(Source data)

-=-=-=-=-

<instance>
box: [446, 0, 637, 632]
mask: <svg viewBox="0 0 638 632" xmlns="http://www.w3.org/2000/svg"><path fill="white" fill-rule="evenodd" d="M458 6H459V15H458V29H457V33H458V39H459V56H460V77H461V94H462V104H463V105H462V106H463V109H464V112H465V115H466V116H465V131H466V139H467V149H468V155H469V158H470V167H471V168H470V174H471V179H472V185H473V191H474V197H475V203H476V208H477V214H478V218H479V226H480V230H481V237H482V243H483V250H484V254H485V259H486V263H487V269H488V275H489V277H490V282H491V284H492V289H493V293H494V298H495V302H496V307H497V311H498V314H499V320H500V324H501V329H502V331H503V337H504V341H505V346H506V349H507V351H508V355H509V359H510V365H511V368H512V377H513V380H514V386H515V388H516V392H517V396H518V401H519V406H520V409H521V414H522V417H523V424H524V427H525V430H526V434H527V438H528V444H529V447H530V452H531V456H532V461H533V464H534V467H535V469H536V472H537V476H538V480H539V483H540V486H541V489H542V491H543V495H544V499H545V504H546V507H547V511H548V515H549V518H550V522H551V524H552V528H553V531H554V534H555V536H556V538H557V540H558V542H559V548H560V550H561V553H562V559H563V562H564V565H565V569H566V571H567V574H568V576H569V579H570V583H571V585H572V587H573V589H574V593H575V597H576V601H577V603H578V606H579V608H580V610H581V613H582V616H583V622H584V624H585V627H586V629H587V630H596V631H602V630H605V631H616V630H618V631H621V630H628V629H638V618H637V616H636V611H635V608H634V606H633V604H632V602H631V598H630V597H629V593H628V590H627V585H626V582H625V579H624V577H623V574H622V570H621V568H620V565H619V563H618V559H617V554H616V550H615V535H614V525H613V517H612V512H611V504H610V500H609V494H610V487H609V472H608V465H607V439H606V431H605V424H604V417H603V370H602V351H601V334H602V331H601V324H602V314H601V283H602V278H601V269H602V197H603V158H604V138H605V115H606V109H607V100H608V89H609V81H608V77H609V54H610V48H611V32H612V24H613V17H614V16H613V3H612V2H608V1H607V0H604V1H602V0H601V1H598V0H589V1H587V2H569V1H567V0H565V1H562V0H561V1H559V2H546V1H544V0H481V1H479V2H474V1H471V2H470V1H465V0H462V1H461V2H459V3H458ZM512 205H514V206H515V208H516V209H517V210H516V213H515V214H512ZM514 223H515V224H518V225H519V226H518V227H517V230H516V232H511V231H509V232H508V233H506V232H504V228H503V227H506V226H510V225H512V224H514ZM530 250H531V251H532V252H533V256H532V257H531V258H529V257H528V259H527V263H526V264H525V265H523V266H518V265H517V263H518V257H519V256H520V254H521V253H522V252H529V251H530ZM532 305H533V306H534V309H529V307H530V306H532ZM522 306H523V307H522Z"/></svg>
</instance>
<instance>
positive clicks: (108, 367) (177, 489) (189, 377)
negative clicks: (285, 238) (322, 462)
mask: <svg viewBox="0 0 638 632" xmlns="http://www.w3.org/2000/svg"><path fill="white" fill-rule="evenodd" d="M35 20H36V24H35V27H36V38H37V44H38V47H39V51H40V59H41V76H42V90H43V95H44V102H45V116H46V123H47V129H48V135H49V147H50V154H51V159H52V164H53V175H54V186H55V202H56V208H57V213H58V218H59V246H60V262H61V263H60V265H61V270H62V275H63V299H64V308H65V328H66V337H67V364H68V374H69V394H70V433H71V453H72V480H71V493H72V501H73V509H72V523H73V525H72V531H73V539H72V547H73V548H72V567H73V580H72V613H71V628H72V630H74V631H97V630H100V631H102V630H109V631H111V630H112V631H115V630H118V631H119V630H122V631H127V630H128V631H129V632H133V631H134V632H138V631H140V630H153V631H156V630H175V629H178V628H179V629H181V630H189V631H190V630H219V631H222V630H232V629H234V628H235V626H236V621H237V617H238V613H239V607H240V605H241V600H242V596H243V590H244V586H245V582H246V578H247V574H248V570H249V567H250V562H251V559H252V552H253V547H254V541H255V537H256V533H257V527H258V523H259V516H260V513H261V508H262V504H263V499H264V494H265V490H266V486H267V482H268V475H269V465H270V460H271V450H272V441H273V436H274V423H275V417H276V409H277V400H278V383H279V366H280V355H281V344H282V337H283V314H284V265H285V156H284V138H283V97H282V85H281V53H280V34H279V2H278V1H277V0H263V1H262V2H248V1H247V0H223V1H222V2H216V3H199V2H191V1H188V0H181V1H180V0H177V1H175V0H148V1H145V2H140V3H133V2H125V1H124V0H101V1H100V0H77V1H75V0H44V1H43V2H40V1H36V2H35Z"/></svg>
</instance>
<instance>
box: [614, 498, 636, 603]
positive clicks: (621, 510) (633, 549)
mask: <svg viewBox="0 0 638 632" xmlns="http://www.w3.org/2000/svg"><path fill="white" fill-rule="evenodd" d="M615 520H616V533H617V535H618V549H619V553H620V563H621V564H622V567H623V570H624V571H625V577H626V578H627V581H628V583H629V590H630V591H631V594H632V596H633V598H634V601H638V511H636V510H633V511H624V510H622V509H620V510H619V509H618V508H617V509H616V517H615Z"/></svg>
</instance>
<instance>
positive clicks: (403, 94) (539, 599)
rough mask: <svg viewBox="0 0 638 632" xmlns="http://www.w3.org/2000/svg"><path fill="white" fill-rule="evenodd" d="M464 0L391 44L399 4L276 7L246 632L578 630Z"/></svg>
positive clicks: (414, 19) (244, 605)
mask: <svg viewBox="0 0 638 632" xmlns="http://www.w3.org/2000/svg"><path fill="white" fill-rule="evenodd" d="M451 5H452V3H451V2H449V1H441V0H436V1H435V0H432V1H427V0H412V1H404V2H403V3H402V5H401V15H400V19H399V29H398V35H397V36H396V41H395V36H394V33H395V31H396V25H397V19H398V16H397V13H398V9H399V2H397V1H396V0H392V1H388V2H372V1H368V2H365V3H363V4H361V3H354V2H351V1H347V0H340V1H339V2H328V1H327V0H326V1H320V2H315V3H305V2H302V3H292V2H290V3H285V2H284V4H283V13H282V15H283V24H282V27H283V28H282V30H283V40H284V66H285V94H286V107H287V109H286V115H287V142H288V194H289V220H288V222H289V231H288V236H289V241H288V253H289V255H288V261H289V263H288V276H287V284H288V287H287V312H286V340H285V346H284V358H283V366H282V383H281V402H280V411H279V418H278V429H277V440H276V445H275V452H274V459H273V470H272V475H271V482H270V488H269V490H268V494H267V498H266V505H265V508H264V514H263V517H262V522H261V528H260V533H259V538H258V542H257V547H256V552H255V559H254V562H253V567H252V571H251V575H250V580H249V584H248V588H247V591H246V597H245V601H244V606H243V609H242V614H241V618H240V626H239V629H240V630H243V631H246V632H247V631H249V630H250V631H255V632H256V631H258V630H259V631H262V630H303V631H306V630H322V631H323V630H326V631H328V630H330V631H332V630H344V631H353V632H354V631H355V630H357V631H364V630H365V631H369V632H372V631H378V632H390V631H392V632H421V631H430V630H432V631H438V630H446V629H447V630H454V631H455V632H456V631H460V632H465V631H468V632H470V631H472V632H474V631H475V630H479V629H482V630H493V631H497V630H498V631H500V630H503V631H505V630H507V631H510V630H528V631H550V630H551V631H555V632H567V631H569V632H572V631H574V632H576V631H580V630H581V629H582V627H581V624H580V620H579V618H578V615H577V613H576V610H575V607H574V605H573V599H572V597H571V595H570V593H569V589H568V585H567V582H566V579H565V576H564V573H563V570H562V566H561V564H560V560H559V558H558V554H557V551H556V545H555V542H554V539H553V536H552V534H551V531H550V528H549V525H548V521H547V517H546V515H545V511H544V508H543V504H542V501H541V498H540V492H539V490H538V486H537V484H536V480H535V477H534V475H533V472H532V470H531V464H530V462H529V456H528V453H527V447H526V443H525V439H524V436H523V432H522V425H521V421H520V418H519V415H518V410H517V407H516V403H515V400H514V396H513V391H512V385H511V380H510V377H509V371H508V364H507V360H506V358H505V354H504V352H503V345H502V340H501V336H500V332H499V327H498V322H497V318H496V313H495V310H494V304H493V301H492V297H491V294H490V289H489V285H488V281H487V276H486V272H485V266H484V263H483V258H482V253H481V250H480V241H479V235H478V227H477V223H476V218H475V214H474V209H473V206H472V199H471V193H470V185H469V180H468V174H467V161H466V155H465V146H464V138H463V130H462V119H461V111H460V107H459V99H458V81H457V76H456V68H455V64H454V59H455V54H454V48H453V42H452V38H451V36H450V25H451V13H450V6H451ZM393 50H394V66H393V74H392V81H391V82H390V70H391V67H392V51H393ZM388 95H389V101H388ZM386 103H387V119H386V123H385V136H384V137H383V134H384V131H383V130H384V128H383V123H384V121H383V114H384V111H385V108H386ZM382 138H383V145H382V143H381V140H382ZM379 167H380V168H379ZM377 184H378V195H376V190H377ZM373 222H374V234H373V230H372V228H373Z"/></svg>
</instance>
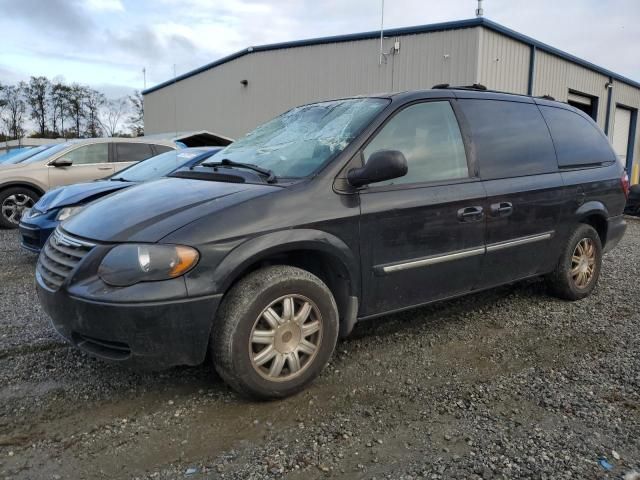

-=-=-=-=-

**What is being asked**
Repeat the entries above verbatim, but only from the line that has "box: [614, 498, 636, 603]" down to the line that has "positive clicks: (403, 94) (539, 599)", inclusive.

**Answer box**
box: [614, 498, 636, 603]
positive clicks: (621, 510) (633, 549)
mask: <svg viewBox="0 0 638 632" xmlns="http://www.w3.org/2000/svg"><path fill="white" fill-rule="evenodd" d="M615 520H616V533H617V535H618V549H619V553H620V563H621V564H622V567H623V570H624V571H625V577H626V578H627V581H628V583H629V590H630V591H631V594H632V596H633V598H634V601H638V511H636V510H633V511H624V510H622V509H620V510H619V509H618V508H617V509H616V517H615Z"/></svg>
</instance>
<instance>
positive clicks: (403, 94) (539, 599)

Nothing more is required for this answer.